OBJECTIVE: Pick up the forum thread about the Big Brother game at the point where it stops, and continue it.

PASSAGE:
· · · · ·

Sent from Verticalsports.com App


----------



## Skairipa Bliss (Aug 1, 2012)

Half? God damn. I reminded C3K and QTR to vote already but I'll send more if you tell me who needs to vote Gambit. Unless you wanna do it, just trying to be helpful.


----------



## Death Rider (May 18, 2011)

Nah it is cool. I will check as soon as I get on my laptop and I appericate it 

Sent from Verticalsports.com App


----------



## Death Rider (May 18, 2011)

OK was missing two votes for some reason. Only C3K, QTR and stevie swag, Will PM Stevie swag now as I am not sure he knew he had to vote and give all 3 another 24 hours.


----------



## Death Rider (May 18, 2011)

*Eviction results*

And the vote totals were:

Klee 2 Quoth the Raven 6

C3K 7 Ratman 1

This means that Quoth the Raven and C3K have been evicted from the big brother. HOH contest will be up tomorrow. 

Side note: PM the things I would need for the OP plz hollywood if you did them. If not I will edit it tomorrow.


----------



## Skairipa Bliss (Aug 1, 2012)

I'll PM it to you at some point today Gambit.

Also congats to everybody left because at the very least you get to hang out in the kick ass jury house for a few weeks even if you don't win!


----------



## Death Rider (May 18, 2011)

Thanks again to Hollywood for the OP update. Just coming up with a game now for this week's HOH. Fourth wall and Hollywood will be missing out. Also I will PM everyone when I have posted it to make sure everyone knows when it is up


----------



## Skairipa Bliss (Aug 1, 2012)

I think all the inactive guys are gone so hopefully we get no more no shows the rest of the way through.


----------



## 751161 (Nov 23, 2012)

HollywoodNightmare said:


> *I think all the inactive guys are gone* so hopefully we get no more no shows the rest of the way through.


:$


----------



## Death Rider (May 18, 2011)

*Week 4: HOH contest​*
This week we will be playing Car2Exit:

http://www.mindgames.com/mindgame.php?mind=Car+2+Exit&game=151

You have 48 hours to send your scores in guys


----------



## STEVALD (Oct 11, 2011)

*How many rounds am I supposed to play? 

edit: should've played it once before asking :side: nvm, got it.*


----------



## Death Rider (May 18, 2011)

As many as possible to get a high score

Sent from Verticalsports.com App


----------



## Skairipa Bliss (Aug 1, 2012)

The Fourth Wall said:


> :$


You haven't no showed any comps have you?


----------



## TapOutTaylor (Sep 7, 2012)

I will get my score submitted tonight cant do it for some reason at work.


----------



## Klee (Oct 28, 2011)

I PM'd my score to gambit.


----------



## Death Rider (May 18, 2011)

· · · · ·

DATA SHOWN:
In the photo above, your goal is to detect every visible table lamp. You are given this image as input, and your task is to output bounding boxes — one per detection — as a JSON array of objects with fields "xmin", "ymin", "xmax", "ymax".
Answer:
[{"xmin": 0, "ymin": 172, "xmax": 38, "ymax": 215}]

· · · · ·

THE RESPONSE:
*Week 4: HOH contest*

7th: Principino with 0

6th:


Spoiler: score



Stevie Swag:












5th:


Spoiler: score



Awshucks:












4th:


Spoiler: score



Klee: 












3rd:


Spoiler: score



Ratman:












2nd:


Spoiler: score



Tapouttaylor:












1st:


Spoiler: score



NotoriousMEAT












So NotoriousMEAT you have 24 hours to pick the two who will be up for eviction.


----------



## TapOutTaylor (Sep 7, 2012)

Damn sooo close, i just couldn't get past level 16.

Congrats NotoriousMEAT!


----------



## NotoriousMEAT (Dec 8, 2013)

I'll be damned. I didn't expect that score to secure a victory.


----------



## Death Rider (May 18, 2011)

Hey meat who would you like to evict?


----------



## Skairipa Bliss (Aug 1, 2012)

Yes congrats to NotoriousMEAT.


----------



## NotoriousMEAT (Dec 8, 2013)

I went back and forth on this decision, but I've finally settled on my two nominations. The no-shows have been booted, and now we're filling the jury. I wanna make moves, big game moves. That's why I have decided to nominate *TheFourthWall* and *Ratman*. Nothing personal gentlemen, just business. You both hold your own in comps and have a great shot at veto.


----------



## Jaxx (Aug 11, 2010)

Oh dang kept forgetting to get a score in. Next time.


----------



## GREEK FREAK (May 17, 2012)

Damn up for eviction two weeks in a row


----------



## Death Rider (May 18, 2011)

Veto contest will be up today or tomorrow once I choose one. 

Sent from Verticalsports.com App


----------



## 751161 (Nov 23, 2012)




----------



## Death Rider (May 18, 2011)

Veto contest week 4:

You will be playing mini pool. Here is the link:

http://www.minipool2.net/

It will be Meat, 4th wall and ratman as well as these three:



Spoiler















Stevie Swag, Hollywood nightmare and Awshit. You have 48 hours to send your scores in guys.


----------



## Skairipa Bliss (Aug 1, 2012)

Good luck guys.


----------



## Skairipa Bliss (Aug 1, 2012)

When are scores due in by Gambit?


----------



## TapOutTaylor (Sep 7, 2012)

About 12 hours from this post and the 48hrs is up.


----------



## Klee (Oct 28, 2011)

so, I DON'T need to submit a score for this comp? :lmao


----------



## TapOutTaylor (Sep 7, 2012)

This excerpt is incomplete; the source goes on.